:: EXTRACT ::

Monday, October 26, 2009

Chapter 6: Sensation and Perception

This chapter interested and confused me. The parts of the text that explained how our individual senses work got lengthy and reminded me of anatomy class, while the parts about ESP and sensual adaptions were really grabbing.
The three main things I learned/found interesting were the basic four skin sensation variations, association of smells, and how perceptual set influences what we hear.
I found it interesting how certain motions create tickles, itching, wetness, dryness, and heat when pressure is put on the right spot. Stroking adjacent pressure spots creates a tickle, repeated gentle stroking of a painful spot creates itching, touching adjacent cold pressure spots triggers a sens of wetness (this can be experienced my touching dry cold metal as well!), and stimulating nearby cold and warm spots produces hot sensations. The variation about touching cold dry metal and thinking you are touching water rings a bell for me. I can remember times when i have even thought my clothing was wet because it was so cold (outside at football games, etc.).
The example used about the smell of wintergreen stimulating thought of candy or gum for Americans and medicine for British was a great perspective. The text explained how our attractedness to smeel depends on what we have rpeviously associated that smell with. I found it interesting that babies are not born with a preference to their mother's smell, but that the preference builds. I ahd previously assumed that, after 9 months in mommy's tummy, a baby would recognize and favor their mother's odor. The text also explained how smells evoke memories, whether pleasant or unpleasant. I remember a time when, after being out of the hospital for 2 months, I smelled someone's hand sanitizer. This hand sanitizer happened to smeel just like the sanitizer the hospital staff used, and I immediately disliked it.

:::
:: RECORDS SHOWN ::

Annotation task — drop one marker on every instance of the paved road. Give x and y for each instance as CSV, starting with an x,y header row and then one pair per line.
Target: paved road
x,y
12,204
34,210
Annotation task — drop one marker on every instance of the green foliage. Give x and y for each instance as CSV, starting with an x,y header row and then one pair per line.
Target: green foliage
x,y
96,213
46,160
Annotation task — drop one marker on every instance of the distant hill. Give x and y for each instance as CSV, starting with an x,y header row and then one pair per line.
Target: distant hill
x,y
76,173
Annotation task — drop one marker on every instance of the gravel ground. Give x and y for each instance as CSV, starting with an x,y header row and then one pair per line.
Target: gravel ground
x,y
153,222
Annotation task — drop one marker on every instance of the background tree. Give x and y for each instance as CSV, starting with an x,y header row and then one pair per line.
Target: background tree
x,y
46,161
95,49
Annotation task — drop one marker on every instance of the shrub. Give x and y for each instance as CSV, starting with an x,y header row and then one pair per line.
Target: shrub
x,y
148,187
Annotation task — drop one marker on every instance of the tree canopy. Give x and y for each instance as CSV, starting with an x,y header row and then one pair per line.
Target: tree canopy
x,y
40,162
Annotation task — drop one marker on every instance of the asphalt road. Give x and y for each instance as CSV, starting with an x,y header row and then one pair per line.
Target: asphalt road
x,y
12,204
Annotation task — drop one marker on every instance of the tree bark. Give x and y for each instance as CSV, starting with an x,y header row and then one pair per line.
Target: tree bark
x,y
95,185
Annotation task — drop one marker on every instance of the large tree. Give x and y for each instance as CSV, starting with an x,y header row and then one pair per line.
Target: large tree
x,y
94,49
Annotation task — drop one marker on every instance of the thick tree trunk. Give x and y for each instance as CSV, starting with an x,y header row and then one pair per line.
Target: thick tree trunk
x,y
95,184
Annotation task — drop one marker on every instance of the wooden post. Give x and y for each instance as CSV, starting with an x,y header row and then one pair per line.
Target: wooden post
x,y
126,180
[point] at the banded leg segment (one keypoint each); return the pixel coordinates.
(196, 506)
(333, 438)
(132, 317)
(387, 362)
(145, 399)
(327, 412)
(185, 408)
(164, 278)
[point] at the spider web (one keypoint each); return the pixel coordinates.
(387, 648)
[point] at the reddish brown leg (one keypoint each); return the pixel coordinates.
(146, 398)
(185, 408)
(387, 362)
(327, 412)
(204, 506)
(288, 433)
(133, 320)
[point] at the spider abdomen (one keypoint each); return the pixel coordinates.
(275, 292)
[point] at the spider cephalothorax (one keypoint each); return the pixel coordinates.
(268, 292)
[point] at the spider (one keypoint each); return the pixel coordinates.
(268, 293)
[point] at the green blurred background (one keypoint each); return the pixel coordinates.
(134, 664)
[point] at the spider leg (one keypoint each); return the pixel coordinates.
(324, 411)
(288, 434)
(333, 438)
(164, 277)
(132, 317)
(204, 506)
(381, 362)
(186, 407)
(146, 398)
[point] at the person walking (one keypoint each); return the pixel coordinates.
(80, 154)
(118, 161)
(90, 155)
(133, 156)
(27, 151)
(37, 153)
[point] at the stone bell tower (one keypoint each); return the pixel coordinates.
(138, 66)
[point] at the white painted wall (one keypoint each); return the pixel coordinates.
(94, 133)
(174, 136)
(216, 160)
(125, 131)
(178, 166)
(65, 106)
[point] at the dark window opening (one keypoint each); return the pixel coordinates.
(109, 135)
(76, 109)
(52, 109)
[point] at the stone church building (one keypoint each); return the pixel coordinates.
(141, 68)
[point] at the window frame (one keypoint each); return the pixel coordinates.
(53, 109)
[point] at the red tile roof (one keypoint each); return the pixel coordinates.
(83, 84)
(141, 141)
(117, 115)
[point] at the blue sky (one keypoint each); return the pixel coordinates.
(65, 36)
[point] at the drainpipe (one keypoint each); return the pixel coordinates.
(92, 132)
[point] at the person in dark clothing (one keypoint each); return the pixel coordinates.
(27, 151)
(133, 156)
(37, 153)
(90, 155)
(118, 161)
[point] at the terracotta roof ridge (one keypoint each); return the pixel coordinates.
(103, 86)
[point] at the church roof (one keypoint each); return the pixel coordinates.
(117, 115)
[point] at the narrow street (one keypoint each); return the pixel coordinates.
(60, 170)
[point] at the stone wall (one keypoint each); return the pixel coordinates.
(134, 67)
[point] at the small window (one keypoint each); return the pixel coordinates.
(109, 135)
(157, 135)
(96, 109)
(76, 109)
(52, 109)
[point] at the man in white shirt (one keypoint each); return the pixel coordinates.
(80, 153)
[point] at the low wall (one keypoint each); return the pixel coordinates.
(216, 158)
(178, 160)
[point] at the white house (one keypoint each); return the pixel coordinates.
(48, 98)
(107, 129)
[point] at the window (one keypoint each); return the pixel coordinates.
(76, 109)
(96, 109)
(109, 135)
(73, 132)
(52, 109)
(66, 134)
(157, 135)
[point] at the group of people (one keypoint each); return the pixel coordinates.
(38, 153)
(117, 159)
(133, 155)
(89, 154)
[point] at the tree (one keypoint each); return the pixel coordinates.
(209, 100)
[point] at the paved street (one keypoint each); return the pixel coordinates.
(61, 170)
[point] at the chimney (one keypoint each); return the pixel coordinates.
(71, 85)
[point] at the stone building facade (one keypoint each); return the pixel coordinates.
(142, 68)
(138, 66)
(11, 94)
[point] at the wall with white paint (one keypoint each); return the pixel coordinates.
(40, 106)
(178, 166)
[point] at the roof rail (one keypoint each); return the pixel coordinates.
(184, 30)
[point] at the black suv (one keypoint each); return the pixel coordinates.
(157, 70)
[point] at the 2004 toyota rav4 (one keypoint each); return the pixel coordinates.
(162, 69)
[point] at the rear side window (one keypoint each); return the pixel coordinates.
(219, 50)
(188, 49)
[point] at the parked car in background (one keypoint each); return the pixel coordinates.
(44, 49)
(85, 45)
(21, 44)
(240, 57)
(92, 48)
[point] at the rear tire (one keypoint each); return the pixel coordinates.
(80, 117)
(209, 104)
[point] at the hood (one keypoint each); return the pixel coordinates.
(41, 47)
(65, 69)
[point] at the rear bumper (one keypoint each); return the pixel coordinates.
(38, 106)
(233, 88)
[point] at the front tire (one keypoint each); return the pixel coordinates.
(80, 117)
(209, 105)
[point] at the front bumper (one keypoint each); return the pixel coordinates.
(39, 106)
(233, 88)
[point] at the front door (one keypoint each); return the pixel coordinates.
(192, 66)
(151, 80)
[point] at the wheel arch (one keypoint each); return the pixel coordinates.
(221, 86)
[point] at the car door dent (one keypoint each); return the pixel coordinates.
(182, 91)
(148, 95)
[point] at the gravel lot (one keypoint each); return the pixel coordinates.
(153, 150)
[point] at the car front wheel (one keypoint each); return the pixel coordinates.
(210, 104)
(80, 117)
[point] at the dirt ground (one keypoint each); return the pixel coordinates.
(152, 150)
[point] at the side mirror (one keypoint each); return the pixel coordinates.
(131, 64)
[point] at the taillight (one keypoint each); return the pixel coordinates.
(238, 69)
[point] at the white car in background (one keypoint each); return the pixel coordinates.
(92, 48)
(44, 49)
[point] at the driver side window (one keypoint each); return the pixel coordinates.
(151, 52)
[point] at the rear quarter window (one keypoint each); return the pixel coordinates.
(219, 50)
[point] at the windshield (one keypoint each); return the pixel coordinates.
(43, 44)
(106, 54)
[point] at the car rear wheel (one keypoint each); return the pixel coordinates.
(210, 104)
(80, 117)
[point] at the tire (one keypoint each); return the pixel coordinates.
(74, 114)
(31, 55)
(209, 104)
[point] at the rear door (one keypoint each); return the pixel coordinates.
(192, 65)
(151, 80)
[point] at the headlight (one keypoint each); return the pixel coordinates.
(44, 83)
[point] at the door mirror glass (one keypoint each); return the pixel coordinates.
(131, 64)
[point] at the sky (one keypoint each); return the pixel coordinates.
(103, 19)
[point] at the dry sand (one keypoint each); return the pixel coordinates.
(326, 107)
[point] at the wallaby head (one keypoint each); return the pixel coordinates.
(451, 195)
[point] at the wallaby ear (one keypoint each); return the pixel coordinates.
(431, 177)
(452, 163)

:::

▸ CHECK YOUR UNDERSTANDING:
**A.** According to the blog post on sensation and perception, what sensation comes from touching adjacent cold pressure spots?
**B.** Resume the blog post on sensation and perception, picking up right after its final sentence.

▸ ANSWER LIST:
**A.** A sense of wetness.

**B.**
Finally, the chapter talked about perceptual sets. I liked the example given about the pilot who raised the wheels of a plane too early after thinking he had heard his co-pilot say "gear up." really, the pilot had said "cheer up" but the pilot operating the plane was anticipating gear-up and therefore "heard" the phrase. This seems to be extremely common in my life! I feel like I often do something totally opposite of what I'm told to do, just because the words may sound the similar. I'm sure everyone has had some type of similar incident, becuase we all form perceptual sets.
I hope we talk about color constancy, proximity, continuity, similarity, and connectedness in class because I don't feel that I completely understood them. Did everyone else?